Please show every line from the entries that carries the word "block".

→ TASK INPUT:
*-*-*
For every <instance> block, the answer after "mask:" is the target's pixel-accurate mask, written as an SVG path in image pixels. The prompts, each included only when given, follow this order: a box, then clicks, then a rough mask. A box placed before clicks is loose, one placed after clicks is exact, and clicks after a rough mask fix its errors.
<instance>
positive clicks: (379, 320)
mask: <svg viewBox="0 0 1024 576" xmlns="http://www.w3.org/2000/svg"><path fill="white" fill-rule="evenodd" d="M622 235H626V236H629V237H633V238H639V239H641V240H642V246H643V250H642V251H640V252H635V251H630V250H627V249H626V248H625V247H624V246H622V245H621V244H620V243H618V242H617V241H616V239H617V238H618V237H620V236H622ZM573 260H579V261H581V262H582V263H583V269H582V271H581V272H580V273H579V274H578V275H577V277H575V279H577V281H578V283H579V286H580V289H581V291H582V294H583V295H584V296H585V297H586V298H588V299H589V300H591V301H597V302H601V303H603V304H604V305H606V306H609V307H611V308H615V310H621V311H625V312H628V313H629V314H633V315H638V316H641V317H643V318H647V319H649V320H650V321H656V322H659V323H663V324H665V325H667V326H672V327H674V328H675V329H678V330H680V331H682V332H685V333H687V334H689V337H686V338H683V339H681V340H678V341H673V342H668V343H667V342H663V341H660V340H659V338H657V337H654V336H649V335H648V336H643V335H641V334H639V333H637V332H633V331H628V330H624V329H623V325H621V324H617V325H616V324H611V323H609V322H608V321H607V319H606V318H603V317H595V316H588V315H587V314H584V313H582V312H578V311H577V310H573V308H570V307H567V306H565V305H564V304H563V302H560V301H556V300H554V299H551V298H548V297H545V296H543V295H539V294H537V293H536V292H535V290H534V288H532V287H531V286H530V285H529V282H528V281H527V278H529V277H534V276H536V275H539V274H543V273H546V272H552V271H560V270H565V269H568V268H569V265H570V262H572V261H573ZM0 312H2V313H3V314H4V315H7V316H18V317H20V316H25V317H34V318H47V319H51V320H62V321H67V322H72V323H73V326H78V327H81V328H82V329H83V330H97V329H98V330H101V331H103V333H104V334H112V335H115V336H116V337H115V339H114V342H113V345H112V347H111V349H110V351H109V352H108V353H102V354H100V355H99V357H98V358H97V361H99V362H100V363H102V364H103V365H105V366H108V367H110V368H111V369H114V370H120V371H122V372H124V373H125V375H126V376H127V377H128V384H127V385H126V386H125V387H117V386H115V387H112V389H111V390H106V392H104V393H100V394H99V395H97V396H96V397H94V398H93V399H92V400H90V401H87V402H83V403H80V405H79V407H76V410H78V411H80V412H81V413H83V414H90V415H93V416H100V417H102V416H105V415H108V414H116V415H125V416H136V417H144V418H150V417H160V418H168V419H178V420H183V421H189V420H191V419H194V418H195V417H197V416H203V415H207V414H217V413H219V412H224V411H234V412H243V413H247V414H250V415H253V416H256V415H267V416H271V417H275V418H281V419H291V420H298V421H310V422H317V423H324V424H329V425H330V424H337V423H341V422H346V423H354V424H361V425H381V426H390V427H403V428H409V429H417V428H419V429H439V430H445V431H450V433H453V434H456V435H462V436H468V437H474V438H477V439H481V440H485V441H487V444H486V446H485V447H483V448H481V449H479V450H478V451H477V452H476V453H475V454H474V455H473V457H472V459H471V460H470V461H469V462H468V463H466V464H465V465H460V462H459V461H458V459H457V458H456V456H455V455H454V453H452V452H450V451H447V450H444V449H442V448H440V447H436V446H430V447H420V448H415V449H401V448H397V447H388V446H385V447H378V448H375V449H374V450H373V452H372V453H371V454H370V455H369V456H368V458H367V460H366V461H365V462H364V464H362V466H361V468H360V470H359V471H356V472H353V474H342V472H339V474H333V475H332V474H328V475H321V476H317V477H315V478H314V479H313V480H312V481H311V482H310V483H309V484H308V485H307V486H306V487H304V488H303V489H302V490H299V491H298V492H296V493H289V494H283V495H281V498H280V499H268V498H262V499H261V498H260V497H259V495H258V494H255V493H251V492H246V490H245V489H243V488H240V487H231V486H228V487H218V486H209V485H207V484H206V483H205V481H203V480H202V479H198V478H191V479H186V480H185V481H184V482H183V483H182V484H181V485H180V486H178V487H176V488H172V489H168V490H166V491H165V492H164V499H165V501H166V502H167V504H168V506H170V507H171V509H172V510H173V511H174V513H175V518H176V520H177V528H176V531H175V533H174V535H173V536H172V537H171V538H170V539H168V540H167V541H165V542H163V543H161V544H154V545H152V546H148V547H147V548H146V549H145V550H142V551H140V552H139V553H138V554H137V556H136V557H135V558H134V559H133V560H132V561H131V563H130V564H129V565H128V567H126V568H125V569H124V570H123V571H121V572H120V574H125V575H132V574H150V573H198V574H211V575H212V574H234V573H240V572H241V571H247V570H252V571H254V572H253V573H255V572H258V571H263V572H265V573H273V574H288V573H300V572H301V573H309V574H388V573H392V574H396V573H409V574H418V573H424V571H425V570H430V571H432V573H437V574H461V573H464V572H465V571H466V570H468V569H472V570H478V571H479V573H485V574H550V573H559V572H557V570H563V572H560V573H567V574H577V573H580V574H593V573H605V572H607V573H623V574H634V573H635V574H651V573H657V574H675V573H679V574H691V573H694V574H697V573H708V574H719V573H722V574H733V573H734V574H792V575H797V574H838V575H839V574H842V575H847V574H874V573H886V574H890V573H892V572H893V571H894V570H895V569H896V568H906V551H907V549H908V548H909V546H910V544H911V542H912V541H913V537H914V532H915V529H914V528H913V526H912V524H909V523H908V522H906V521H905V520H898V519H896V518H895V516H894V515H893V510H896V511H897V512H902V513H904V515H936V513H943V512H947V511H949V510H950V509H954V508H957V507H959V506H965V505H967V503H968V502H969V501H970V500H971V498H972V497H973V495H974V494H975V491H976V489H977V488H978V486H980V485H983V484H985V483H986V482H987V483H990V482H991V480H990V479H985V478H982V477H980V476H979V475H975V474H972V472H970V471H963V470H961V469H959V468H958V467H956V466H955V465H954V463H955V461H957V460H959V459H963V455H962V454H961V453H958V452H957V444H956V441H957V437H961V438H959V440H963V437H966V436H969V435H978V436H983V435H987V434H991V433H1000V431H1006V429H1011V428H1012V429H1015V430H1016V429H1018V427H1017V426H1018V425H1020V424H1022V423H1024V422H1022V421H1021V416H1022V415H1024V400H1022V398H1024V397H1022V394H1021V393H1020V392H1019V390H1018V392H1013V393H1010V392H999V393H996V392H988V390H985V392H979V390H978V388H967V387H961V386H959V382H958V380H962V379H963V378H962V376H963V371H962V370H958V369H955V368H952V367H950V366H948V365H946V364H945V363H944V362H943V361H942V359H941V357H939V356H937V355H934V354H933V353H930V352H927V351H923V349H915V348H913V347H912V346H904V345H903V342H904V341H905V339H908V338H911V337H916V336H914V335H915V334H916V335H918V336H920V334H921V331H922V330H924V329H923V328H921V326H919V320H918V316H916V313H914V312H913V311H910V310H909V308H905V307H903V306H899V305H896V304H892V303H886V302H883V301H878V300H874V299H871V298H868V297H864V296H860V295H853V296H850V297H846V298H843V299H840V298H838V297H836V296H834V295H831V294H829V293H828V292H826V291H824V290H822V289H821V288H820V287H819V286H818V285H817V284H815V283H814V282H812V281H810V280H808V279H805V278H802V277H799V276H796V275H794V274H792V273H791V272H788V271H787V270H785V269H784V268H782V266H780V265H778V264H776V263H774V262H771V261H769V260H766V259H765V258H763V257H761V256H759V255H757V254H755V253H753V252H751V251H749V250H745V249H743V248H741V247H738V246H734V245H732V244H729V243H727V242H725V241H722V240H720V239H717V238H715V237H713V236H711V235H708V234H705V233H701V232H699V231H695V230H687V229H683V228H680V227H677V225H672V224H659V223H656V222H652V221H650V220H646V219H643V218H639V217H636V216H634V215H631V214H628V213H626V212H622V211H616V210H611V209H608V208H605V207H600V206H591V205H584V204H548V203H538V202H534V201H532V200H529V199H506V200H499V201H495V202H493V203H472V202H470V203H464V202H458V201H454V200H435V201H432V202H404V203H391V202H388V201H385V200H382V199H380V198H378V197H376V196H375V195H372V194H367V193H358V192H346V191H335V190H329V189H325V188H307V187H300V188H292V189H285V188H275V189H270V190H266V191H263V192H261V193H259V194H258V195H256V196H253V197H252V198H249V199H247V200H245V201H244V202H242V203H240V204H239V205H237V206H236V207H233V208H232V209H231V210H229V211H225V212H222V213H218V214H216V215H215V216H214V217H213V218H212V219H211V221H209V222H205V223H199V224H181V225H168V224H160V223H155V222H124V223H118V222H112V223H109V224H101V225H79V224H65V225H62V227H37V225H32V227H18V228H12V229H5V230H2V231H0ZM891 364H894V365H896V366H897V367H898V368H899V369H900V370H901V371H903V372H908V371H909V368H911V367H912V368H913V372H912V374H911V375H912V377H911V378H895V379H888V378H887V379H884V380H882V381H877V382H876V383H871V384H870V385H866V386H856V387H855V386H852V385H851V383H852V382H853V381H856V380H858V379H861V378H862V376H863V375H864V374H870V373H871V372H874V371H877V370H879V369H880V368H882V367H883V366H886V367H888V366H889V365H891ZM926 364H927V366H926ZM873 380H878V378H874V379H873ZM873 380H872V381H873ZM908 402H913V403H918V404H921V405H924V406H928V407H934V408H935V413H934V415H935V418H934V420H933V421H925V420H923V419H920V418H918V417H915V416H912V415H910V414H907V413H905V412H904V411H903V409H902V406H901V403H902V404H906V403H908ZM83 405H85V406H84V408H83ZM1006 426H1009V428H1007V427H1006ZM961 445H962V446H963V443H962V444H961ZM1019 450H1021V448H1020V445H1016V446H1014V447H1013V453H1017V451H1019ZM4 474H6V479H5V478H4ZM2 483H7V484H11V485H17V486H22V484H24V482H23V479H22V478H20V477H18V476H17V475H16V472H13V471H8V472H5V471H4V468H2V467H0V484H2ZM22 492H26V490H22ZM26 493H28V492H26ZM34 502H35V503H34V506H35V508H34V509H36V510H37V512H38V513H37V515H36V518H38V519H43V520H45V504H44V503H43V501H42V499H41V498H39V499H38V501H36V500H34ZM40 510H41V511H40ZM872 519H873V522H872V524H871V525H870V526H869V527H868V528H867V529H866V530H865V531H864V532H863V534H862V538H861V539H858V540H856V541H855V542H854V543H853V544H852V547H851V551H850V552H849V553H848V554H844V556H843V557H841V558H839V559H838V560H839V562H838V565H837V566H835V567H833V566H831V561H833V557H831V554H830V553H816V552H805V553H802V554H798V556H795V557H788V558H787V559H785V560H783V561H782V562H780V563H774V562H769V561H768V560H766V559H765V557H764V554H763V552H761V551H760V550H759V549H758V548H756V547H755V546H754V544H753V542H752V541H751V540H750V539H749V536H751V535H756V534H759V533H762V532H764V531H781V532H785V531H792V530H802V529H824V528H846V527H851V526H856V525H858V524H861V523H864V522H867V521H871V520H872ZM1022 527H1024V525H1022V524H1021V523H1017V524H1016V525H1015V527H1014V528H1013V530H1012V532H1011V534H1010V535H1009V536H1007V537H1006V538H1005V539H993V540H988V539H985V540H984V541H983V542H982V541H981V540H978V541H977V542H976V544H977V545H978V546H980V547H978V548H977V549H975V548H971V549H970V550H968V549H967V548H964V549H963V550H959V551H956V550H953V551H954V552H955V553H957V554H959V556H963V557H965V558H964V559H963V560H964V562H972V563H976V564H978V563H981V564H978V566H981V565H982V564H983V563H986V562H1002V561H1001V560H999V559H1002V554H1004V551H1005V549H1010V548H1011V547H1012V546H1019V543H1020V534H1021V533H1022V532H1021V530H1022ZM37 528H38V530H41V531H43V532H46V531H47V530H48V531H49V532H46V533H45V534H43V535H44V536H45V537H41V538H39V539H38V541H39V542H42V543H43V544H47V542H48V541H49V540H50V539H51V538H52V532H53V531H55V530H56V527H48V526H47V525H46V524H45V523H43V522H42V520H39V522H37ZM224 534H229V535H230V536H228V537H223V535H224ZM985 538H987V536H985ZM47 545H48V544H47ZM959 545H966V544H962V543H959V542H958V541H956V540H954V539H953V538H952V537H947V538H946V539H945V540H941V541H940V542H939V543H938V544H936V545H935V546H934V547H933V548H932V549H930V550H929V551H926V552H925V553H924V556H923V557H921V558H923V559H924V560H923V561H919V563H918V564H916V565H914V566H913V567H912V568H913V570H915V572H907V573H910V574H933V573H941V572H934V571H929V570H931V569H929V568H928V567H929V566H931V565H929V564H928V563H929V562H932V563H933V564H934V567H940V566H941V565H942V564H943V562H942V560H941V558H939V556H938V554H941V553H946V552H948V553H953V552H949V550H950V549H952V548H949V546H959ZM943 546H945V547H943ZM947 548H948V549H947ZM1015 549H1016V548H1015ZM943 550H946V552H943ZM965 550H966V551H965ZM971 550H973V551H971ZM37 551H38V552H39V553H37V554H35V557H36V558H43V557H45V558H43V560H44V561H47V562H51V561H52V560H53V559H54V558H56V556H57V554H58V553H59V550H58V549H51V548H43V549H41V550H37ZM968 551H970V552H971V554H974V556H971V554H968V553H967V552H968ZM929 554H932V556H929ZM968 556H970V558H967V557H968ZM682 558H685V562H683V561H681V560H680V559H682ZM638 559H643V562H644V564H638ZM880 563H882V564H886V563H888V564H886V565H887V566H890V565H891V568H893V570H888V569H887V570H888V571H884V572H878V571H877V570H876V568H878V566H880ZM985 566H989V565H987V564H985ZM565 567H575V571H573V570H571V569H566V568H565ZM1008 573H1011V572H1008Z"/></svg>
*-*-*
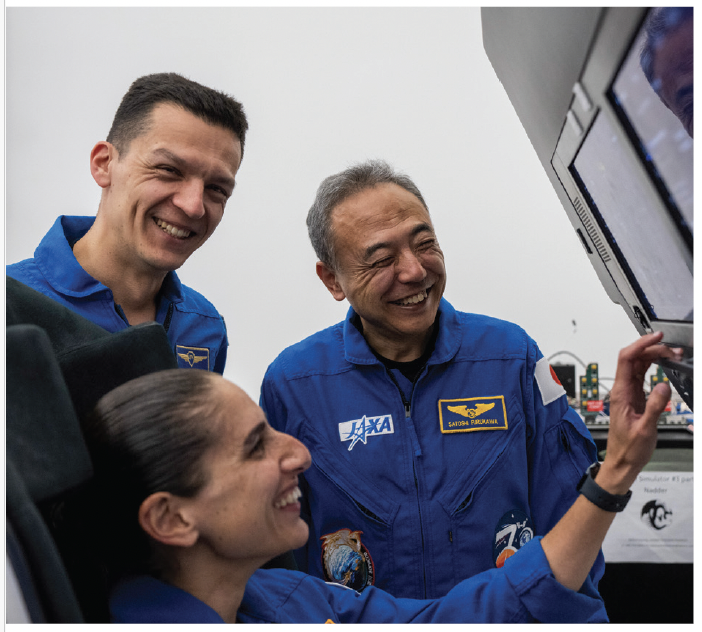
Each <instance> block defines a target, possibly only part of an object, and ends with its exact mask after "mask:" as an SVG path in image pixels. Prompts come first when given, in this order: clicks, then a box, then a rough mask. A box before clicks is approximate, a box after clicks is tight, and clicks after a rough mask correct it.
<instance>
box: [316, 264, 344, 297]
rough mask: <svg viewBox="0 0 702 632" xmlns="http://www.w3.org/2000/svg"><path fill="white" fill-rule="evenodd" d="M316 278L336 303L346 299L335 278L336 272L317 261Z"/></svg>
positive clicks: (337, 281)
*-*-*
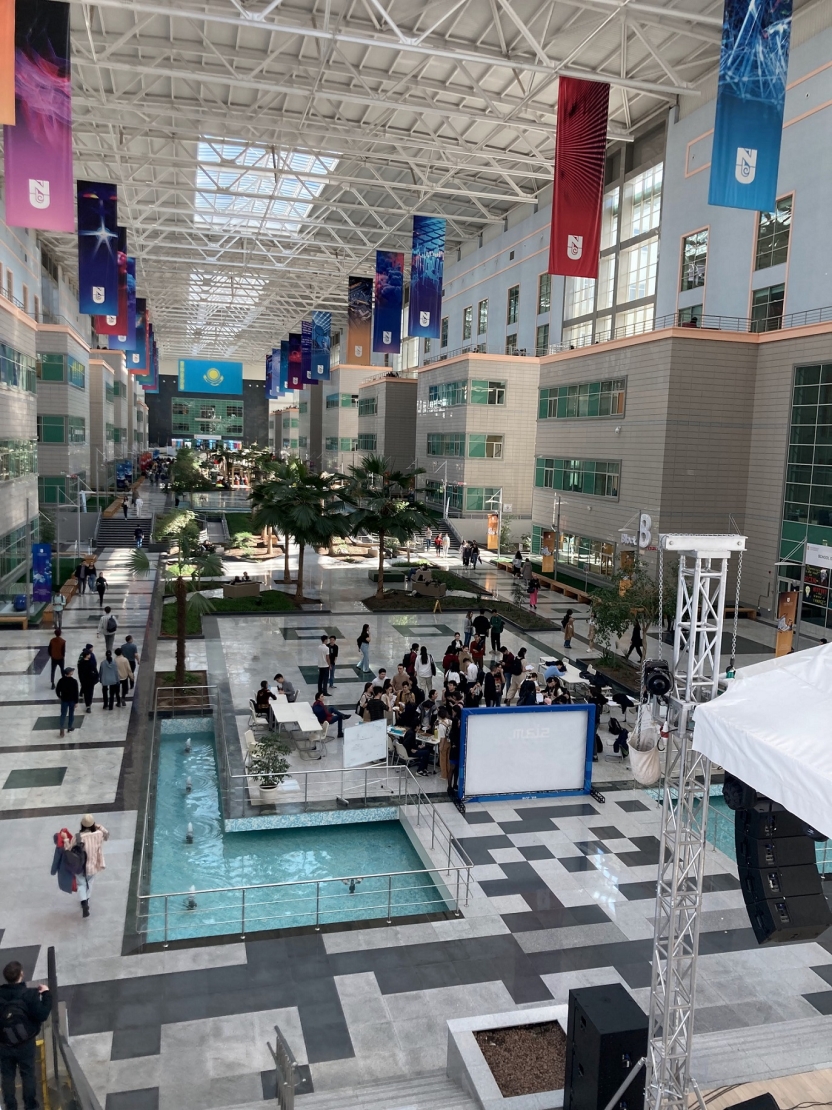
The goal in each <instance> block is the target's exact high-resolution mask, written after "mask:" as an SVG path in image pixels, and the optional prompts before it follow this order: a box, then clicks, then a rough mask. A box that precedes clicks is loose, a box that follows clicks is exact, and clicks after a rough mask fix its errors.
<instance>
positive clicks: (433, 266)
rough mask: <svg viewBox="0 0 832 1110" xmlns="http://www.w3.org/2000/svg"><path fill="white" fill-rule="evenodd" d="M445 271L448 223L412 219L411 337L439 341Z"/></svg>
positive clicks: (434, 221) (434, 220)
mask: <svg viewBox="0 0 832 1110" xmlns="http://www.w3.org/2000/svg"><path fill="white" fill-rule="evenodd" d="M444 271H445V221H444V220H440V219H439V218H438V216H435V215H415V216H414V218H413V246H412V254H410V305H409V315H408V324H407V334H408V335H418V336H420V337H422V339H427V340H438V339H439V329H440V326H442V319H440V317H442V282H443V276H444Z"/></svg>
*-*-*
→ RESPONSE BOX:
For every <instance> block, the answer after "mask:" is the target's pixel-accurate mask, written as an SVG path in image pixels. The prompts, each included only when given, follow this order: a box, then clicks, then a rough mask. A box placed before clicks is loose, one placed after clicks is exact, and clicks after a rough mask fix its errors.
Each <instance> block defines a target, possibly only part of an object, and ends with its exact mask after "mask:" as an SVG path in image pixels. Prompts come first when given, in this order: clicks, then a box, then a rough mask. A box before clicks is approximate, a box after clicks is tight, and clicks after a rough mask correct it.
The goal in each <instance> block is the target's exact high-resolution mask, written after "mask:" as an SVG path in image pixels, and the optional prompts before it follow this order: a box, then clicks, then a rough mask. A box that precedes clicks is loose, a box that follows clicks is exact, and clicks after a rough mask fix its errors.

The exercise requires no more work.